▶ [EXERCISE REQUIREMENTS]
Up to and including the line that holds "<point>36,149</point>", print the data exactly from its first line; do not print the pictures.

----- DATASET RECORDS

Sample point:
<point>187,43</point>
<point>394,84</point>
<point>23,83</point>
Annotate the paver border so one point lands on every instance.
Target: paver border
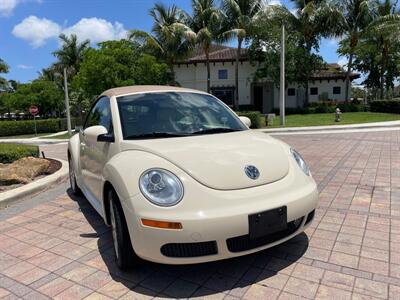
<point>36,186</point>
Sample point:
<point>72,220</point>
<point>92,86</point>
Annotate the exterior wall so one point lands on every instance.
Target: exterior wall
<point>326,86</point>
<point>195,76</point>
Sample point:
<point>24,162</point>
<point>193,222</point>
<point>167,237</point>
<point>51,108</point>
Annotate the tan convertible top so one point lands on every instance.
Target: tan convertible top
<point>126,90</point>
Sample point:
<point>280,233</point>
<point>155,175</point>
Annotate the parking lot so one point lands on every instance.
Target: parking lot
<point>61,248</point>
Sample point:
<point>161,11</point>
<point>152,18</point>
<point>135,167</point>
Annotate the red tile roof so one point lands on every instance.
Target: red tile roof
<point>220,53</point>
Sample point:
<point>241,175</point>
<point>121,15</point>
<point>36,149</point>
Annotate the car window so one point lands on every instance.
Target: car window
<point>100,114</point>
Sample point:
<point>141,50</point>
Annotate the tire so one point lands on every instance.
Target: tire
<point>125,256</point>
<point>72,178</point>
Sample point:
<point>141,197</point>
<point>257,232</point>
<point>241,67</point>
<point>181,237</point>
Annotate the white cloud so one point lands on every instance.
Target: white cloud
<point>24,67</point>
<point>97,30</point>
<point>36,31</point>
<point>7,6</point>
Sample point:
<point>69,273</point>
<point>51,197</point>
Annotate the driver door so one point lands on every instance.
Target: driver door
<point>94,154</point>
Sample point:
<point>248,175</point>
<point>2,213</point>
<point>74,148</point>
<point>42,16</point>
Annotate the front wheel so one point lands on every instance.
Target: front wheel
<point>125,256</point>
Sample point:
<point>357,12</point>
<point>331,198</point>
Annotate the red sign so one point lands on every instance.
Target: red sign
<point>33,110</point>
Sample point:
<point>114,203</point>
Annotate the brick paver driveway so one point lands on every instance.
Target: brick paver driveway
<point>61,249</point>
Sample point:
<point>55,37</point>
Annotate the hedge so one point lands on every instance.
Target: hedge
<point>254,116</point>
<point>13,152</point>
<point>10,128</point>
<point>386,106</point>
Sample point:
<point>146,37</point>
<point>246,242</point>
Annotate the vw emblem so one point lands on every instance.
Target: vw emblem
<point>252,172</point>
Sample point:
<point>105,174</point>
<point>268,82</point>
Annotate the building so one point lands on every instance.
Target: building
<point>326,84</point>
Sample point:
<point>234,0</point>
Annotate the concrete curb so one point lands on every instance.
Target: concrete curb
<point>332,127</point>
<point>35,187</point>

----------

▶ [ANSWER TO THE EXERCISE]
Sample point:
<point>187,43</point>
<point>394,84</point>
<point>23,83</point>
Annotate the paver border so one point lands on every instance.
Target: paver border
<point>36,186</point>
Sample point:
<point>72,220</point>
<point>92,86</point>
Annotate the exterior wall so one point lands on every instance.
Target: exterior wall
<point>326,86</point>
<point>195,76</point>
Sample point:
<point>24,162</point>
<point>193,222</point>
<point>167,237</point>
<point>51,108</point>
Annotate the tan convertible top so one point lands on every instance.
Target: tan convertible top
<point>126,90</point>
Sample point:
<point>280,233</point>
<point>155,175</point>
Annotate the parking lot so one point lands on every instance.
Target: parking lot
<point>61,248</point>
Sample point:
<point>161,11</point>
<point>152,18</point>
<point>135,167</point>
Annotate the red tile roof so one point lands on every instance.
Target: red tile roof
<point>220,53</point>
Sample point:
<point>241,175</point>
<point>121,15</point>
<point>36,149</point>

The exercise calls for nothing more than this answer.